#### SEZIONE TESTO
◆ ◆ ◆

Se sei un prodotto originale (The Booth at the End) e vedi che il tuo remake ha molto ma molto più successo di te, in genere te ne fai una ragione. Magari l’idea era buona, ottima perfino, ma erano sbagliati i tempi, oppure tu non sei riuscito a svilupparla appieno e qualcun altro sì. Ma se il remake (The Place) è un remake che ingigantisce i tuoi difetti, tradisce le tue idee e ha le uniche parti buone nella copia precisa dei tuoi dialoghi, allora due domande te le fai, e ce le facciamo anche noi.
Benvenuti in una storia lunga quasi cinquant’anni e svariate decine di migliaia di km, che nasce in un corso di psicologia negli Stati uniti degli anni ’60 e finisce in un bar di Roma. La storia di una domanda che decide destini e fortune di una serie tv e di un film apparentemente uguali ma in realtà estremamente diversi. Ma è ora di chiudere questa premessa e di iniziare le presentazioni: in due luoghi e tempi diversi del mondo stanno aprendo due bar, entrambi con all’interno un ospite speciale, pronto ad accogliere i suoi clienti…
Nord America, 2010: nel tavolo in fondo (The Booth at the End, da qui il nome della serie) di una tavola calda, un uomo accoglie uno alla volta i suoi clienti, previa esibizione di una frase d’ordine: “So che fanno degli ottimi panini al pastrami qui”. L’uomo, di cui non sapremo mai il nome, è un mercante di desideri: non c’è richiesta che lui non possa esaudire, anzi, far sì che avvenga, (“Io non realizzo desideri, io offro possibilità”) ma in cambio vuole dal cliente lo svolgimento di un incarico ben preciso. Le regole dell’accordo sono tanto precise quanto ferree:
- Il desiderio da realizzare può essere sia materiale (es: soldi, una relazione) che immateriale (es: la salute di una persona cara);
- Per ogni desiderio da esaudire, c’è un prezzo da pagare. In questo caso il prezzo è un incarico che l’uomo al tavolo in fondo propone al cliente di svolgere. Svolto l’incarico, il desiderio sarà esaudito;
- L’incarico, scelto tra le pagine di un diario da cui l’uomo non si separa mai, non è derogabile, non è modificabile e il nostro mercante non potrà dare alcun tipo di aiuto nel suo svolgimento. La conseguenza è lo scioglimento dell’accordo: il mercante non impone nulla, al massimo propone (la sua frase chiave è “Nessuno ti obbliga!”); l’azione svolta sarà sempre una libera scelta del cliente.

◆ ◆ ◆

Estratti da un dataset di puntamento
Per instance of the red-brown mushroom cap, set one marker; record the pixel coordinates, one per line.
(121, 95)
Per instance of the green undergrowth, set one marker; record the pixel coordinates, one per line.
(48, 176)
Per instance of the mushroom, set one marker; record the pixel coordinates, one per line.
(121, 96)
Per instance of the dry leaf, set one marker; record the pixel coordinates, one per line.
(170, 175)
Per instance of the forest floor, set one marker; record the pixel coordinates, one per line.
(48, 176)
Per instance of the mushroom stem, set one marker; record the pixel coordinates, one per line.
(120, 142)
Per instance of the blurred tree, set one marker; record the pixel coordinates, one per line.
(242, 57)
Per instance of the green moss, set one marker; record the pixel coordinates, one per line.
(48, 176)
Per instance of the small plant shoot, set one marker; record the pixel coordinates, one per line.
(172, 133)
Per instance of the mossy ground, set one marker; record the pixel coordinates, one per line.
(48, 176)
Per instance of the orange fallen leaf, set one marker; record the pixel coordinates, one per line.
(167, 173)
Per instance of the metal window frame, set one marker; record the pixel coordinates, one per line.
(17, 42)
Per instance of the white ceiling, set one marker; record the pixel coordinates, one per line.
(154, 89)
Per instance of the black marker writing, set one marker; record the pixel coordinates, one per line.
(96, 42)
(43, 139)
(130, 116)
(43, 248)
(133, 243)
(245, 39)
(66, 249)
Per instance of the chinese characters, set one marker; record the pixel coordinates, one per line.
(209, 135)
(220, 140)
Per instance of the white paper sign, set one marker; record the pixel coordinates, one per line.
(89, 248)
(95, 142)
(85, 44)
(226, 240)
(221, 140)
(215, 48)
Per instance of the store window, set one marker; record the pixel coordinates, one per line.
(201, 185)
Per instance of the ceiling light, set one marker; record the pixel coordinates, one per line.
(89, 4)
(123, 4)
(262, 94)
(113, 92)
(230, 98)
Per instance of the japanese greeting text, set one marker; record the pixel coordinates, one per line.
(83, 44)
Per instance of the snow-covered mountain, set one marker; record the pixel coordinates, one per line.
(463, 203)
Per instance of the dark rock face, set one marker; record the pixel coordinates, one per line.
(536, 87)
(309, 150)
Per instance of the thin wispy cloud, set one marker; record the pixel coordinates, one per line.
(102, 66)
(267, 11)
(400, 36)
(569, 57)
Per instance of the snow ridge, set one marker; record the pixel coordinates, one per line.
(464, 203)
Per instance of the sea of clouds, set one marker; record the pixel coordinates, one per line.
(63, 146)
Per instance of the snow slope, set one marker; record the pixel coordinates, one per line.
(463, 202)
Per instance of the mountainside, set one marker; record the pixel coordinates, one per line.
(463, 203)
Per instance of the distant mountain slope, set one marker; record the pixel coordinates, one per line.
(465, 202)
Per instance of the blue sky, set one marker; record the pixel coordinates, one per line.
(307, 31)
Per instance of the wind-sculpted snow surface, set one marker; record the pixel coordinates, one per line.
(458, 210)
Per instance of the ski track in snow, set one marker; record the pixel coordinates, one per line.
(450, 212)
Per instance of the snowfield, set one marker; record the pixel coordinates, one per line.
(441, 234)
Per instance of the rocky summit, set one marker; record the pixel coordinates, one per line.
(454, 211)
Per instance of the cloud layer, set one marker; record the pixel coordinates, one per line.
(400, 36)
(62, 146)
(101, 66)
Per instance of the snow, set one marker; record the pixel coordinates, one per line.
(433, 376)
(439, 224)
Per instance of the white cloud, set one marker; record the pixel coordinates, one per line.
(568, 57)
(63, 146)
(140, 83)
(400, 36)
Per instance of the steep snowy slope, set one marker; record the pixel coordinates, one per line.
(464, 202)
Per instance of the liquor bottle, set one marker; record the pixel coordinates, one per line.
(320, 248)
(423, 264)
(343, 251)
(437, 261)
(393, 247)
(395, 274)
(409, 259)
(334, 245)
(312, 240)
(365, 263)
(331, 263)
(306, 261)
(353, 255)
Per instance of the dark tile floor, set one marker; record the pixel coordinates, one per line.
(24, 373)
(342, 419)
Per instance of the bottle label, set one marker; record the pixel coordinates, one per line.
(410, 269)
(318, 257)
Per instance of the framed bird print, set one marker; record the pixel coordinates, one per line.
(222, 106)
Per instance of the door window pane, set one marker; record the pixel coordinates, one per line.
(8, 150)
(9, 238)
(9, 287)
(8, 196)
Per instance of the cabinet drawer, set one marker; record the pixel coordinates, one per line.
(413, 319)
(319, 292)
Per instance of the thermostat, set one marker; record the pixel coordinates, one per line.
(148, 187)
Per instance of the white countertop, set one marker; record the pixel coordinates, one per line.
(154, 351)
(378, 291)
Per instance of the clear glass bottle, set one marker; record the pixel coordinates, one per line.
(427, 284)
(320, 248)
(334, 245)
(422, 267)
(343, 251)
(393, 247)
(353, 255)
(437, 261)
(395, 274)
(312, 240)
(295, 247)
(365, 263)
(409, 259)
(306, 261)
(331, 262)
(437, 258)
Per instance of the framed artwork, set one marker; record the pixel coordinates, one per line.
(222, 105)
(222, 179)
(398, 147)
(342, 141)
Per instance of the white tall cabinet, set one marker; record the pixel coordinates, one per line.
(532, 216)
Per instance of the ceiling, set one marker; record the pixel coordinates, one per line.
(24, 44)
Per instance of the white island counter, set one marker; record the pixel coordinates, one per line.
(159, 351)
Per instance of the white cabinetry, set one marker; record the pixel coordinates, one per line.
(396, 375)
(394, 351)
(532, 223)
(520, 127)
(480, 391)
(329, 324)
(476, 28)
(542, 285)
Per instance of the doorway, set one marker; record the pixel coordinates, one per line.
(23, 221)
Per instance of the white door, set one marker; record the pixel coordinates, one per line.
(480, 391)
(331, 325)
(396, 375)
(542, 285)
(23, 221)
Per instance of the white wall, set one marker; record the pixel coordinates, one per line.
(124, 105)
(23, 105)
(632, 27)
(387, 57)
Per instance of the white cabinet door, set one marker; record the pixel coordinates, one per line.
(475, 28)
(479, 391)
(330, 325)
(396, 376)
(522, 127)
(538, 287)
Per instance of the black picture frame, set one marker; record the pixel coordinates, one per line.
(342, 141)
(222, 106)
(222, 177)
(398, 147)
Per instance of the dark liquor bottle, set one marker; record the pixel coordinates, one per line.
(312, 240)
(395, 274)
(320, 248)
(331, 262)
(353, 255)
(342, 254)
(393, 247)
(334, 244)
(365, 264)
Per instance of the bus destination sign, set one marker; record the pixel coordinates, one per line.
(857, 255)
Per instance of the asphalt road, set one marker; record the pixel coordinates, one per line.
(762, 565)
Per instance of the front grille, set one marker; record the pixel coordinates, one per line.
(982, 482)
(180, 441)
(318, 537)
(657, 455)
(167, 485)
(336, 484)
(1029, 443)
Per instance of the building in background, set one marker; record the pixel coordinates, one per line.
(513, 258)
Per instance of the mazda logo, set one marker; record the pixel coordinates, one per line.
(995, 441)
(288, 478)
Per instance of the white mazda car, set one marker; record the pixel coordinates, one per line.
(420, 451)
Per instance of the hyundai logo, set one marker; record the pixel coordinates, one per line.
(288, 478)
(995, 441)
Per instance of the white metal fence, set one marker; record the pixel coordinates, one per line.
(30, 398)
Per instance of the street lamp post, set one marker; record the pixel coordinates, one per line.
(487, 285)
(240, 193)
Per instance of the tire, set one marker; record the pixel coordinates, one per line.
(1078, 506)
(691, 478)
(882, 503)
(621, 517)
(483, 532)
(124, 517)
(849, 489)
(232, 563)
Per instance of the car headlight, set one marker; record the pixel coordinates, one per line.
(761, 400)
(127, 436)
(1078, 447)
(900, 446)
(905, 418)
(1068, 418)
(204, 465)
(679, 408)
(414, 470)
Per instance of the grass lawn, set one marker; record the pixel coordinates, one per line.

◆ ◆ ◆

#### ISTRUZIONI DEL COMPITO
Restituisci il passo del testo su The Booth at the End e The Place che comincia con "Se sei un prodotto" e termina con "facciamo anche noi.". I dati non servono a nulla.

#### RISPOSTA CORRETTA
Se sei un prodotto originale (The Booth at the End) e vedi che il tuo remake ha molto ma molto più successo di te, in genere te ne fai una ragione. Magari l’idea era buona, ottima perfino, ma erano sbagliati i tempi, oppure tu non sei riuscito a svilupparla appieno e qualcun altro sì. Ma se il remake (The Place) è un remake che ingigantisce i tuoi difetti, tradisce le tue idee e ha le uniche parti buone nella copia precisa dei tuoi dialoghi, allora due domande te le fai, e ce le facciamo anche noi.